▶ DIRECTIVE
Gather every line of the material below that contains the word "hair", with case counting.

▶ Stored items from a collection
*-*-*

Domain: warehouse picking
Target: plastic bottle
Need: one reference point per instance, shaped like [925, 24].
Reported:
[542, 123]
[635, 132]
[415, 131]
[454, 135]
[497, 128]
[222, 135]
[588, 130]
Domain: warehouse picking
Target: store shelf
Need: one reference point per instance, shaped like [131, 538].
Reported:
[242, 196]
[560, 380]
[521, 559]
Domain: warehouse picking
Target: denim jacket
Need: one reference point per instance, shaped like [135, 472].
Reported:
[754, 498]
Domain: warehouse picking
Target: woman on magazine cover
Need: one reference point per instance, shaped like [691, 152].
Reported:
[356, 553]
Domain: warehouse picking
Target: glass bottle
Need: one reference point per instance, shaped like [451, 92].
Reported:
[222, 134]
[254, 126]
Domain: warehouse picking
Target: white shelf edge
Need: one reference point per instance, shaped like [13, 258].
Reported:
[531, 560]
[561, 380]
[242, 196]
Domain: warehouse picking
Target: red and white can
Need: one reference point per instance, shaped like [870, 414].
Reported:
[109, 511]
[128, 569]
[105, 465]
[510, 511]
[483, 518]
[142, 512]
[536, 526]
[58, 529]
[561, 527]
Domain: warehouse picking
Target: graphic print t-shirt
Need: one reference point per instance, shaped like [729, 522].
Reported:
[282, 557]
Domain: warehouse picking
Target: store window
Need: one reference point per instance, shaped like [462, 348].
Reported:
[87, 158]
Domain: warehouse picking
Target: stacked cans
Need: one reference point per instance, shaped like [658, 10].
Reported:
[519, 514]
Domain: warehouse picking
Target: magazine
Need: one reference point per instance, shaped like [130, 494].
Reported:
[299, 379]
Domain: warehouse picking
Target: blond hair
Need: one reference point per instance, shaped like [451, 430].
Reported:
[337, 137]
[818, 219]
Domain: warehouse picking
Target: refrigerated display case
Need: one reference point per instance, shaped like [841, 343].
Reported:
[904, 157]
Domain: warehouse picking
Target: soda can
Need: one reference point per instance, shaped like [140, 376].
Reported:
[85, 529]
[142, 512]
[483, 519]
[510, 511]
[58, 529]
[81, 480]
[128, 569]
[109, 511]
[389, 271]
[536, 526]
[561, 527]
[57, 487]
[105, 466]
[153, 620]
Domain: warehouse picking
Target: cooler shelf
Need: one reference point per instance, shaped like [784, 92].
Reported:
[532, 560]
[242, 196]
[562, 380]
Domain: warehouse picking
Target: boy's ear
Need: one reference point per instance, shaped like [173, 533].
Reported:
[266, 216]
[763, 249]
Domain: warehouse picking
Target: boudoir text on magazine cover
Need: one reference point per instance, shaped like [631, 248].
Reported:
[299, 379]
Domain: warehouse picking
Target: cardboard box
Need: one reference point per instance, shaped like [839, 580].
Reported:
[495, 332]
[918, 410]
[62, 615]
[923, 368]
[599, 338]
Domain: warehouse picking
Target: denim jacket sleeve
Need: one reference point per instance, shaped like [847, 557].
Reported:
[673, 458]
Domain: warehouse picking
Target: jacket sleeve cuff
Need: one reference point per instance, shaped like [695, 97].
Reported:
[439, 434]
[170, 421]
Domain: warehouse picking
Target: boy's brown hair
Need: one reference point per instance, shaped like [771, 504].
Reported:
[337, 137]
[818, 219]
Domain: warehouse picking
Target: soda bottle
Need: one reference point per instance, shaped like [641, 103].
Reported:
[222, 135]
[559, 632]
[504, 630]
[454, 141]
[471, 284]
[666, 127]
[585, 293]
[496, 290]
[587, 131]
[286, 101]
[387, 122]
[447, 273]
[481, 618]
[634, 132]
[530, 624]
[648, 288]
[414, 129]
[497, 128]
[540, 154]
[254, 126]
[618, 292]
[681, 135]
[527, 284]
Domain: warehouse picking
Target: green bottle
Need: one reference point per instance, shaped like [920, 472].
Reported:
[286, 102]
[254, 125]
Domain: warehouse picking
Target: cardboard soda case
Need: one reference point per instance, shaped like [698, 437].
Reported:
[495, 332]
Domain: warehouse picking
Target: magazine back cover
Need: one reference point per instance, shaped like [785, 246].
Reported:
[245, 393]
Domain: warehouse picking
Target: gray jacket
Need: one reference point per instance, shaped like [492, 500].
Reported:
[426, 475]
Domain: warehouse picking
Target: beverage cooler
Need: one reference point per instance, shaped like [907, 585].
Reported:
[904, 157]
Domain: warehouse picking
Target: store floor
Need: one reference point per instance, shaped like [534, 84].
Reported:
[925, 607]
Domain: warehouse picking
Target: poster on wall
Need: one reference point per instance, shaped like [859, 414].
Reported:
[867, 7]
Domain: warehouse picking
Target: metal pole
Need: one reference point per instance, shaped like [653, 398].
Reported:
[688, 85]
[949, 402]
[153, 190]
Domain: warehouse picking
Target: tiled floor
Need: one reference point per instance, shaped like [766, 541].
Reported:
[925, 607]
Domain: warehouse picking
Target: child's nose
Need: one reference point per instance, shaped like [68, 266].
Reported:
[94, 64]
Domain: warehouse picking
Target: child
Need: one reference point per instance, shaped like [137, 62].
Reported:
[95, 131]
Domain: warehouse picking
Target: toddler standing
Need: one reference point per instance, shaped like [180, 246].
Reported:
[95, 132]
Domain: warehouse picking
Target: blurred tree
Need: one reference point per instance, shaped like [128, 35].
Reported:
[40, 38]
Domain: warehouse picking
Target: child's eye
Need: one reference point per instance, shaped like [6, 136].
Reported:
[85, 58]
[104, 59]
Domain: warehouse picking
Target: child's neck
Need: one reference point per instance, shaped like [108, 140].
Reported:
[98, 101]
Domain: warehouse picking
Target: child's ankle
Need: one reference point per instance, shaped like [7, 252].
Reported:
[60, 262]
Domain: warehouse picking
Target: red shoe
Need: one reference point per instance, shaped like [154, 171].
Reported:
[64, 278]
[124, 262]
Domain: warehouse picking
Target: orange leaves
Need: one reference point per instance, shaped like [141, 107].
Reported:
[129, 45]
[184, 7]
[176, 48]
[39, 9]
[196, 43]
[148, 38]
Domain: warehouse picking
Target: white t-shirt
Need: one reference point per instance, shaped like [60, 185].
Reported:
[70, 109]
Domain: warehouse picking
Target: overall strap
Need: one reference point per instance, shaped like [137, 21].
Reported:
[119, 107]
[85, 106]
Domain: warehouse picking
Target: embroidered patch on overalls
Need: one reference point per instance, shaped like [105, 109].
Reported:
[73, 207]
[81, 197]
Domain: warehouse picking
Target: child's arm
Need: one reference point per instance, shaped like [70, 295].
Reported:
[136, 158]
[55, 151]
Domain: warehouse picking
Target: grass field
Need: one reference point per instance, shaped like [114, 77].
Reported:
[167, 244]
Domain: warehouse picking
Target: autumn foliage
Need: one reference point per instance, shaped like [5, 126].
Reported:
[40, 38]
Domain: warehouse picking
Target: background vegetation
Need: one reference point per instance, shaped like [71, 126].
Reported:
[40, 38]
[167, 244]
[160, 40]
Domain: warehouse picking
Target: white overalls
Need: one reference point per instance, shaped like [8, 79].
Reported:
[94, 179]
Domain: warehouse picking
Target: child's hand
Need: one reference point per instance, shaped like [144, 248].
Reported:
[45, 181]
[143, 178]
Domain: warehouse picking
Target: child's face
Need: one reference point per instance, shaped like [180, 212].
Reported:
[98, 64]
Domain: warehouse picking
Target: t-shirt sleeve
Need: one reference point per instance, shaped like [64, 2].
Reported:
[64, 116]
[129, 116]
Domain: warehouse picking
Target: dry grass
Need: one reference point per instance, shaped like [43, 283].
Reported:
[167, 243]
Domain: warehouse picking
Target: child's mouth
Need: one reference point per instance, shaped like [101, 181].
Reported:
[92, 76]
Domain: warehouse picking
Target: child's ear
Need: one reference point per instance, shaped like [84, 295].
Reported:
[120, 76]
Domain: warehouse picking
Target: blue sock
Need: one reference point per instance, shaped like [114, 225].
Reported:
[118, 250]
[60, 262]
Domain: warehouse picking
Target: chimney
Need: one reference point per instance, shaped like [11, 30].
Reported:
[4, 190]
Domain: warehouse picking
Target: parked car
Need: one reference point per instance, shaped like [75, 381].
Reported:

*-*-*

▶ RESPONSE TO THE EXERCISE
Target: blond hair
Target: boy's brown hair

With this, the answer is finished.